Exercise description -> Every line below must be reproduced exactly. Copy them all.

-=-=-

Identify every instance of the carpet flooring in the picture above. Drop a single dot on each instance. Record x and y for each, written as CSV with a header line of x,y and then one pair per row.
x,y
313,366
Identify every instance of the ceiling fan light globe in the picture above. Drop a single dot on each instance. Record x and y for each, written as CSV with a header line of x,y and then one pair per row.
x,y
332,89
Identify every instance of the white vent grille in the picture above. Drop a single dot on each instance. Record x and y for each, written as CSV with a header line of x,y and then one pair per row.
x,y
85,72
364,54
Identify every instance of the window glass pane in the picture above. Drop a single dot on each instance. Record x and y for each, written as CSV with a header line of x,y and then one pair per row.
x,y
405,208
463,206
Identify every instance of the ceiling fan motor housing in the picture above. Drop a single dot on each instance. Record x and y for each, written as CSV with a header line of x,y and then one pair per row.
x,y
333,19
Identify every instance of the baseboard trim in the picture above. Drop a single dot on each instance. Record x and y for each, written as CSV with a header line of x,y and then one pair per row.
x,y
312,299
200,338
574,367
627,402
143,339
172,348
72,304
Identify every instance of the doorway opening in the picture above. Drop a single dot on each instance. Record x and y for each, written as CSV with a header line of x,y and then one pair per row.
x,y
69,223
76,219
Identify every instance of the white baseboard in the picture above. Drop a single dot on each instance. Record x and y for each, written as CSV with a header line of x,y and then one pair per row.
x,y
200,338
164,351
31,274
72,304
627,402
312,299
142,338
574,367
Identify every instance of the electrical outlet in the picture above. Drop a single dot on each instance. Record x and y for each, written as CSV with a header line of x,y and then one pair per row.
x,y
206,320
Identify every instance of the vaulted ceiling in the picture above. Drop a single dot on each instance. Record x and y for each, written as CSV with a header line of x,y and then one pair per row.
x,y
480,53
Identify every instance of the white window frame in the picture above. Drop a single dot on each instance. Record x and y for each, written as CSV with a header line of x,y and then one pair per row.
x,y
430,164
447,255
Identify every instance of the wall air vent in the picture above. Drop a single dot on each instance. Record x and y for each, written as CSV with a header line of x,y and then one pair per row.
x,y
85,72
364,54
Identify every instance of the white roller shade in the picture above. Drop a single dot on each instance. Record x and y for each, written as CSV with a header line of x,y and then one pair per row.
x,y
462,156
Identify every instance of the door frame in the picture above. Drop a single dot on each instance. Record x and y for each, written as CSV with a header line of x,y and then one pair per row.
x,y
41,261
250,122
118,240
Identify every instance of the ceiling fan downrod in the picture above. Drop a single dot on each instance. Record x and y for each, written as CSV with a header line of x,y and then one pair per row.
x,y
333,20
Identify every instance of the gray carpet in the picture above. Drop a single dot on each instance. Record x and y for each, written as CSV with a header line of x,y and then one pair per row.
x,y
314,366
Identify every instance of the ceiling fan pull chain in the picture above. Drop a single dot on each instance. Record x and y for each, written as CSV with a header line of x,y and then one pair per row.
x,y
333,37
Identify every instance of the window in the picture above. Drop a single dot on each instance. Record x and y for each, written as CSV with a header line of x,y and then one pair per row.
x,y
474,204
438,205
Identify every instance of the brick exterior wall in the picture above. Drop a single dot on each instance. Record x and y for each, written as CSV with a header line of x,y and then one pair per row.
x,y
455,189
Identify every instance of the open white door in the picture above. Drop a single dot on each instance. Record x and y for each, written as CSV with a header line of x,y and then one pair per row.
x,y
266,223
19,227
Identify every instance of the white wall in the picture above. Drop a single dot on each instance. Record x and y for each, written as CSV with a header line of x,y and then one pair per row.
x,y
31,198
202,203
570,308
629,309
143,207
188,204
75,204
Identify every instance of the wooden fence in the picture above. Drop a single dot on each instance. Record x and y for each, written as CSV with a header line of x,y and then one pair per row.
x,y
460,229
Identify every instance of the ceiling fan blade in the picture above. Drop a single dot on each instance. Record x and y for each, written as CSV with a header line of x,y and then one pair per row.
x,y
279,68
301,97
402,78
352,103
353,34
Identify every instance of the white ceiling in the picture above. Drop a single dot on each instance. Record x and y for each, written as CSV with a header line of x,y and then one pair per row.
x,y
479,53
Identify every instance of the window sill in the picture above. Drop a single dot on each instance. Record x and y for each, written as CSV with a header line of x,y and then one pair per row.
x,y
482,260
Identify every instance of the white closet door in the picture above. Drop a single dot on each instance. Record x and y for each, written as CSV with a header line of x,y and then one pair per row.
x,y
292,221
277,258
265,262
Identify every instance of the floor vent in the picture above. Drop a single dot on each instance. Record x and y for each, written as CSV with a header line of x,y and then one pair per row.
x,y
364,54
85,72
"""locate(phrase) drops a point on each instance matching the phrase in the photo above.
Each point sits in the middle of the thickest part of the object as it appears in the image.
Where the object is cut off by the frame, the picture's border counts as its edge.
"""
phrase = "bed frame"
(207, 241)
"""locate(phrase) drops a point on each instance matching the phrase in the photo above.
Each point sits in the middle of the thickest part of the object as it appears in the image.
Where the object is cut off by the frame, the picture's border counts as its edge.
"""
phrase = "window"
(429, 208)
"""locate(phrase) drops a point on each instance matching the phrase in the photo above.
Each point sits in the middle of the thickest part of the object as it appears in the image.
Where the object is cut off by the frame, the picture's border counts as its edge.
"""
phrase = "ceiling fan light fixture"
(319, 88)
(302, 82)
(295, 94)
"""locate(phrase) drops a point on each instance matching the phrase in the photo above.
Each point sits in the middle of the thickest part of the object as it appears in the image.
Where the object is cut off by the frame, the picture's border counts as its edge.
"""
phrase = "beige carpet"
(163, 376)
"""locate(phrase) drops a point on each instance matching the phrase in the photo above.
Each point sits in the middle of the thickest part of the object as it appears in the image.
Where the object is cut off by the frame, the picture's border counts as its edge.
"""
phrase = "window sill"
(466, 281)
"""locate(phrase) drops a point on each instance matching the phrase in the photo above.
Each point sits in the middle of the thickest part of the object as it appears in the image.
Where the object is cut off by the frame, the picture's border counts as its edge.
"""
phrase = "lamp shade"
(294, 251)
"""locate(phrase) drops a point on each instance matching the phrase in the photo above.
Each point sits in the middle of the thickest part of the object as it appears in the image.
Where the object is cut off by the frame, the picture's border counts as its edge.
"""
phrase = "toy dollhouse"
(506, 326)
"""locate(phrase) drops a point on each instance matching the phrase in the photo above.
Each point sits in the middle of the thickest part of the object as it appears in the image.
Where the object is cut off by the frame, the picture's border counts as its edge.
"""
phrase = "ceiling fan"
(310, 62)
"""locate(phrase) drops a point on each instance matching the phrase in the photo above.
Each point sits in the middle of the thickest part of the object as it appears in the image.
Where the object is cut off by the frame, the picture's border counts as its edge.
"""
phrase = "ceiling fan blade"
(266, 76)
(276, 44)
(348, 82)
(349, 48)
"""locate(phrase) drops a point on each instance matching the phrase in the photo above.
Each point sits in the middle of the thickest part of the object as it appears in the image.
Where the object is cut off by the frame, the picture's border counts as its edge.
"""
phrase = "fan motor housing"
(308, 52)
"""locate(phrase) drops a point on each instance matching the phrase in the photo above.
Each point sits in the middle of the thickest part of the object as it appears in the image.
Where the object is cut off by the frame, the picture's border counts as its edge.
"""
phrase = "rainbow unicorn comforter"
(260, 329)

-=-=-

Response ->
Identify every instance of the carpet flooring in the picture above. Drop a single dot on each instance. Record x and y for each, written as CSV with a header line of x,y and then one pair per row.
x,y
313,366
Identify every instance of the ceiling fan light globe in the picture above. Drop a single dot on each instance. Record x and y for each, written as CSV with a header line of x,y and then one pair per row.
x,y
332,89
Identify every instance of the white vent grille in the picture above. Drop a single dot on each instance. Record x and y for each, written as CSV with a header line of x,y and then one pair per row.
x,y
85,72
364,54
Identify every instance of the window glass pane in the picture above. Drop a single dot on each instance. Record x and y for each, written as CSV with a header line of x,y and then one pair per row.
x,y
405,208
463,206
Identify every instance of the ceiling fan motor housing in the picture above. Drop a single dot on each instance. Record x and y for each, written as CSV with a header line of x,y and then one pair per row.
x,y
333,19
Identify every instance of the baseboard trim in the picture above. Drop a single dot on each instance. Record x and y for each, written as CSV with a header line of x,y and then one pair per row.
x,y
312,299
200,338
574,367
627,402
143,339
172,348
72,304
Identify every instance of the doorway opening in the picture above. Drop a single dot on each instance. Record x and y for each, written as CSV with a header line of x,y and then one pair per row.
x,y
69,223
76,219
Identify every instance of the white baseboard in the picture above. Drop a single dot on each instance. Record x and y for each, written as CSV with a header line of x,y and then one pair per row.
x,y
200,338
164,351
31,274
72,304
627,402
312,299
142,338
574,367
Identify every instance of the electrical outlet in the picture above. Drop a single dot on each instance. Record x and y for each, written as CSV with a header line of x,y and then one pair per row.
x,y
206,320
Identify every instance of the vaulted ceiling in the picture above. Drop a single dot on each instance. Record x and y for each, written as CSV with a header line of x,y and then one pair per row.
x,y
480,53
Identify every instance of the white window frame in the picture above. Drop a single dot on each instance. Record x and y for each, written as CSV with a header line of x,y and then one pair per row.
x,y
430,164
447,255
Identify every instance of the wall air vent in the picture above. Drop a single dot on each instance. Record x and y for each, written as CSV with a header line of x,y and then one pair per row.
x,y
85,72
364,54
Identify every instance of the white roller shade in the picture above. Drop a single dot on each instance. Record x and y for each, written as CSV with a header line of x,y and then one pair per row.
x,y
462,156
Identify every instance of the door frame in the picture above. Drop a single dot on each instance. Record x and y for each, written as CSV with a header line of x,y and then one pair per row.
x,y
41,261
250,122
118,240
Identify every instance of the ceiling fan downrod in the picture above. Drop a single dot on each instance. Record x and y for each, written as CSV with a header line of x,y and then one pair per row.
x,y
333,20
Identify every instance of the gray carpet in the picture above. Drop a single dot on each instance. Record x and y for each, written as CSV with a header line of x,y and then one pair per row.
x,y
314,366
Identify every instance of the ceiling fan pull chain in the picture above. Drop a single dot on each instance. Record x and y for each, written as CSV with a header line of x,y and then one pair per row.
x,y
333,37
Identify every instance of the window in the picture above. Drop a single dot on each instance. Record x and y for each, written as CSV with a header line of x,y and then one pair per row.
x,y
474,204
438,205
Identify every instance of the brick exterior wall in the picture above. Drop a single dot on each instance. Record x and y for each, written as CSV with a header line of x,y and then one pair per row.
x,y
455,189
Identify every instance of the open white door in the picture above. Drop a single dot on each instance. Record x and y for each, written as CSV with a header line of x,y and then one pair per row.
x,y
266,223
19,227
Identify every instance of the white wall in the picture above. Drop a single dot on each instance. Record x and y for each, written as CSV with a header line of x,y and then one pair per row.
x,y
31,198
202,203
570,308
629,309
143,207
188,204
75,204
Identify every instance of the wooden fence in the picture above. Drop a single dot on each instance. Record x and y for each, written as CSV with a header line of x,y and then one pair per row.
x,y
460,229
Identify every instance of the ceiling fan blade in the picture above. Drop a single dot on each instance. Record x and y for each, written as CSV with a header line of x,y and then one pair per row.
x,y
279,68
301,97
402,78
352,103
353,34
Identify every instance of the white ceiling in the picture above. Drop a single dot on each instance. Record x and y for each, written as CSV with a header line of x,y and then one pair per row.
x,y
479,53
Identify every instance of the window sill in the picture above. Drop a single dot on each instance. Record x and y for each, written as CSV with a header line of x,y and then one pair per row.
x,y
482,260
Identify every instance of the white closet door in the picture above. Drop a single dot on each instance. Record x and y for each, written as CSV with a header line of x,y and then one pair per row.
x,y
292,221
277,258
265,262
Identify every instance of the floor vent in the picture above. Drop a single dot on each instance. Record x and y for each, written as CSV with a header line of x,y and then one pair per row.
x,y
364,54
85,72
"""locate(phrase) drops a point on each instance matching the phrase in the photo above.
Each point sits in the middle of the thickest part of the object as it appears in the image.
Where the object is cut off by the frame, the picture's border counts as its edge.
"""
phrase = "bed frame"
(207, 241)
"""locate(phrase) drops a point on each instance matching the phrase in the photo above.
Each point sits in the middle of the thickest part of the object as it appears in the image.
Where the object is cut off by the frame, the picture's border counts as its edge.
"""
phrase = "window"
(429, 208)
"""locate(phrase) drops a point on each instance matching the phrase in the photo above.
Each point sits in the middle of the thickest part of the object as it appears in the image.
Where the object is cut off by the frame, the picture's border counts as its edge.
"""
phrase = "ceiling fan light fixture"
(319, 88)
(302, 82)
(295, 94)
"""locate(phrase) drops a point on each instance matching the phrase in the photo above.
Each point sits in the middle of the thickest part of the object as it appears in the image.
Where the object is cut off by the frame, the picture's border counts as its edge.
"""
phrase = "beige carpet"
(163, 376)
"""locate(phrase) drops a point on each instance matching the phrase in the photo above.
Each point sits in the middle of the thickest part of the object as it appears in the image.
Where the object is cut off by the frame, the picture's border counts as its edge.
"""
phrase = "window sill"
(466, 281)
"""locate(phrase) drops a point on each instance matching the phrase in the photo above.
Each point sits in the middle of the thickest part of the object as it appears in the image.
Where the object is cut off by the frame, the picture's border counts as its edge.
"""
phrase = "lamp shade"
(294, 251)
"""locate(phrase) drops a point on each instance matching the phrase in the photo above.
Each point sits in the middle of the thickest part of the object as it appears in the image.
Where the object is cut off by the frame, the picture's border counts as its edge.
"""
phrase = "toy dollhouse"
(506, 326)
"""locate(phrase) drops a point on each instance matching the phrase in the photo above.
Each point sits in the middle of the thickest part of the object as it appears in the image.
Where the object is cut off by the frame, the picture's border counts as its edge.
"""
phrase = "ceiling fan"
(310, 62)
"""locate(phrase) drops a point on each instance matching the phrase in the photo above.
Each point sits in the middle of the thickest part of the object as it appears in the image.
Where the object is cut off by the frame, the picture's border counts as its edge.
"""
phrase = "ceiling fan blade"
(266, 76)
(276, 44)
(348, 82)
(349, 48)
"""locate(phrase) drops a point on each instance matching the phrase in the photo above.
Each point sits in the middle of the thickest part of the object as it appears in the image.
Where the object is cut off by the frame, the picture's border counts as its edge.
"""
phrase = "fan motor housing"
(308, 52)
"""locate(phrase) drops a point on each instance matching the phrase in the photo above.
Each point sits in the middle of the thickest part of the object as it appears in the image.
Where the object is cut off by the frame, the picture's border counts as its edge.
"""
phrase = "rainbow unicorn comforter"
(260, 329)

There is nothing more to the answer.